**GIVEN EXERCISE**
Render the listing below, from the line holding "label: window" through the end of the listing, both ends included, as a Markdown table with the columns Row and Line. Number each row and leave out any blank lines.

**ENTRIES SUPPLIED**
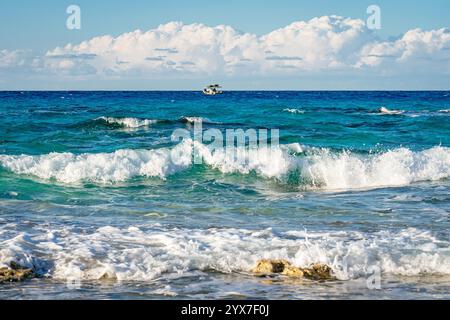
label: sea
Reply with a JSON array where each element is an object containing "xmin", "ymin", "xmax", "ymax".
[{"xmin": 0, "ymin": 91, "xmax": 450, "ymax": 299}]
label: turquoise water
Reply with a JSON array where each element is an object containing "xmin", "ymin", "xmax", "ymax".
[{"xmin": 0, "ymin": 92, "xmax": 450, "ymax": 299}]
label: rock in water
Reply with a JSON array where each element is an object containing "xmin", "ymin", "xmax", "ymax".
[
  {"xmin": 0, "ymin": 262, "xmax": 36, "ymax": 284},
  {"xmin": 252, "ymin": 259, "xmax": 335, "ymax": 280}
]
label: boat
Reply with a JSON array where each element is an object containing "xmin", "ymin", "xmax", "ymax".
[{"xmin": 203, "ymin": 84, "xmax": 223, "ymax": 96}]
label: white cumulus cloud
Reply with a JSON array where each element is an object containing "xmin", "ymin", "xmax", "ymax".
[{"xmin": 0, "ymin": 16, "xmax": 450, "ymax": 78}]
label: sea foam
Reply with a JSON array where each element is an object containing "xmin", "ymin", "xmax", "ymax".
[
  {"xmin": 96, "ymin": 117, "xmax": 158, "ymax": 129},
  {"xmin": 0, "ymin": 225, "xmax": 450, "ymax": 281},
  {"xmin": 0, "ymin": 140, "xmax": 450, "ymax": 190}
]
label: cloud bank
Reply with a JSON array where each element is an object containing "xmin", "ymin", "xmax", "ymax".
[{"xmin": 0, "ymin": 16, "xmax": 450, "ymax": 85}]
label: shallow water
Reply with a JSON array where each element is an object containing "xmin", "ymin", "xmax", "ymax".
[{"xmin": 0, "ymin": 92, "xmax": 450, "ymax": 299}]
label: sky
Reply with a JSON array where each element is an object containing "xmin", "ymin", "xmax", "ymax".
[{"xmin": 0, "ymin": 0, "xmax": 450, "ymax": 90}]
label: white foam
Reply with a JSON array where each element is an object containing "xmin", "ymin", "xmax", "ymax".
[
  {"xmin": 283, "ymin": 108, "xmax": 305, "ymax": 114},
  {"xmin": 296, "ymin": 147, "xmax": 450, "ymax": 190},
  {"xmin": 0, "ymin": 226, "xmax": 450, "ymax": 281},
  {"xmin": 0, "ymin": 140, "xmax": 450, "ymax": 190},
  {"xmin": 180, "ymin": 117, "xmax": 214, "ymax": 124},
  {"xmin": 378, "ymin": 107, "xmax": 405, "ymax": 115},
  {"xmin": 0, "ymin": 142, "xmax": 192, "ymax": 183},
  {"xmin": 96, "ymin": 117, "xmax": 158, "ymax": 128}
]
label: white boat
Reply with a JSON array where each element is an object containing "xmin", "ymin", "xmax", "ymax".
[{"xmin": 203, "ymin": 84, "xmax": 223, "ymax": 96}]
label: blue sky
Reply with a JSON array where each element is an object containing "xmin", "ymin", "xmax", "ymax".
[{"xmin": 0, "ymin": 0, "xmax": 450, "ymax": 89}]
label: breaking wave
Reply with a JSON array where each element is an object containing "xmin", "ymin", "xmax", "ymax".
[
  {"xmin": 95, "ymin": 117, "xmax": 158, "ymax": 128},
  {"xmin": 0, "ymin": 225, "xmax": 450, "ymax": 281},
  {"xmin": 378, "ymin": 107, "xmax": 405, "ymax": 115},
  {"xmin": 0, "ymin": 140, "xmax": 450, "ymax": 190},
  {"xmin": 283, "ymin": 108, "xmax": 305, "ymax": 114}
]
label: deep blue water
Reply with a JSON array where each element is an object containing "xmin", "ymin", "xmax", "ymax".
[{"xmin": 0, "ymin": 91, "xmax": 450, "ymax": 299}]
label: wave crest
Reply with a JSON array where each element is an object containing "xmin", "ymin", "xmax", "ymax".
[
  {"xmin": 95, "ymin": 117, "xmax": 158, "ymax": 129},
  {"xmin": 0, "ymin": 226, "xmax": 450, "ymax": 281},
  {"xmin": 0, "ymin": 140, "xmax": 450, "ymax": 190}
]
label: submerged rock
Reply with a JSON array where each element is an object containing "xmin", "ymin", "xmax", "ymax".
[
  {"xmin": 0, "ymin": 262, "xmax": 36, "ymax": 284},
  {"xmin": 252, "ymin": 259, "xmax": 335, "ymax": 280}
]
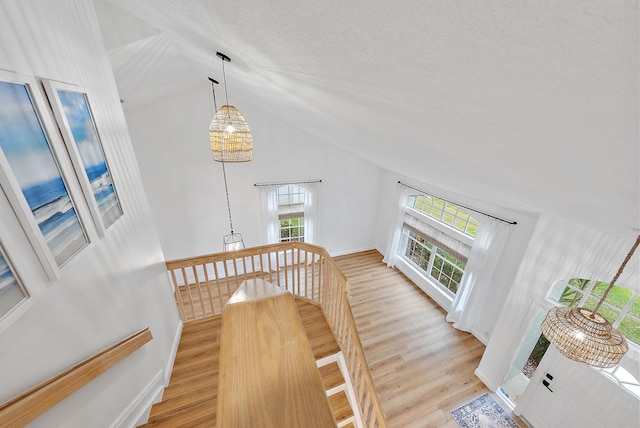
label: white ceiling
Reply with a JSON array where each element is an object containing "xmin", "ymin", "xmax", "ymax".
[{"xmin": 95, "ymin": 0, "xmax": 640, "ymax": 233}]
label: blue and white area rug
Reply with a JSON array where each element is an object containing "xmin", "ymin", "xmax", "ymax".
[{"xmin": 451, "ymin": 392, "xmax": 520, "ymax": 428}]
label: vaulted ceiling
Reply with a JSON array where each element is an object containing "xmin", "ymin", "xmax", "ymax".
[{"xmin": 94, "ymin": 0, "xmax": 640, "ymax": 233}]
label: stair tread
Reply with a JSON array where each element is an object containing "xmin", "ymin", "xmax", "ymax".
[
  {"xmin": 140, "ymin": 397, "xmax": 217, "ymax": 428},
  {"xmin": 318, "ymin": 361, "xmax": 344, "ymax": 391},
  {"xmin": 150, "ymin": 385, "xmax": 218, "ymax": 419}
]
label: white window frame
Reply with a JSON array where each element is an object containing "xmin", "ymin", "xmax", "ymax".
[
  {"xmin": 276, "ymin": 184, "xmax": 307, "ymax": 242},
  {"xmin": 398, "ymin": 198, "xmax": 474, "ymax": 300}
]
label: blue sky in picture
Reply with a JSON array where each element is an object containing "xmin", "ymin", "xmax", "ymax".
[
  {"xmin": 57, "ymin": 90, "xmax": 105, "ymax": 169},
  {"xmin": 0, "ymin": 82, "xmax": 60, "ymax": 189}
]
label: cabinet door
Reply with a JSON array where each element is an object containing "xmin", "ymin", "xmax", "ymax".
[{"xmin": 514, "ymin": 346, "xmax": 640, "ymax": 428}]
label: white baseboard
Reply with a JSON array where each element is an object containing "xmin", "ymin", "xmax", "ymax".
[
  {"xmin": 164, "ymin": 320, "xmax": 183, "ymax": 387},
  {"xmin": 109, "ymin": 370, "xmax": 165, "ymax": 428}
]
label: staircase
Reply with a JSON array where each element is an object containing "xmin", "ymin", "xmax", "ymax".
[
  {"xmin": 141, "ymin": 298, "xmax": 361, "ymax": 428},
  {"xmin": 316, "ymin": 353, "xmax": 356, "ymax": 428}
]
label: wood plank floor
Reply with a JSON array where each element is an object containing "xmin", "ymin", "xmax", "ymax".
[
  {"xmin": 145, "ymin": 251, "xmax": 525, "ymax": 428},
  {"xmin": 335, "ymin": 250, "xmax": 524, "ymax": 428},
  {"xmin": 143, "ymin": 299, "xmax": 340, "ymax": 428}
]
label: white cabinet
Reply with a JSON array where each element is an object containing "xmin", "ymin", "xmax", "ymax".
[{"xmin": 514, "ymin": 346, "xmax": 640, "ymax": 428}]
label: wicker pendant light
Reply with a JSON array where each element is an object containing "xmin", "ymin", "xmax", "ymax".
[
  {"xmin": 209, "ymin": 73, "xmax": 244, "ymax": 251},
  {"xmin": 542, "ymin": 236, "xmax": 640, "ymax": 368},
  {"xmin": 209, "ymin": 52, "xmax": 253, "ymax": 162}
]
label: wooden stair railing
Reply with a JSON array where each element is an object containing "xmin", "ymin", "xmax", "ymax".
[
  {"xmin": 0, "ymin": 327, "xmax": 153, "ymax": 427},
  {"xmin": 166, "ymin": 242, "xmax": 386, "ymax": 428}
]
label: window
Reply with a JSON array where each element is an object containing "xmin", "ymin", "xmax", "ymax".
[
  {"xmin": 549, "ymin": 278, "xmax": 640, "ymax": 346},
  {"xmin": 398, "ymin": 194, "xmax": 480, "ymax": 296},
  {"xmin": 277, "ymin": 184, "xmax": 305, "ymax": 242},
  {"xmin": 407, "ymin": 195, "xmax": 480, "ymax": 236}
]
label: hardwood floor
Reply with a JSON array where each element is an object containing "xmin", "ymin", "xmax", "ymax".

**TASK SOLUTION**
| Row | Line |
|---|---|
| 1 | label: window |
| 2 | Reply with a JSON array where each element is an object containing "xmin", "ymin", "xmax", "ymax". |
| 3 | [ |
| 4 |   {"xmin": 549, "ymin": 278, "xmax": 640, "ymax": 346}, |
| 5 |   {"xmin": 398, "ymin": 194, "xmax": 480, "ymax": 296}, |
| 6 |   {"xmin": 277, "ymin": 184, "xmax": 305, "ymax": 242}, |
| 7 |   {"xmin": 407, "ymin": 195, "xmax": 480, "ymax": 236} |
| 8 | ] |
| 9 | label: hardwood floor |
| 10 | Reply with a JSON array where each element is an object containing "xmin", "ymin", "xmax", "ymax". |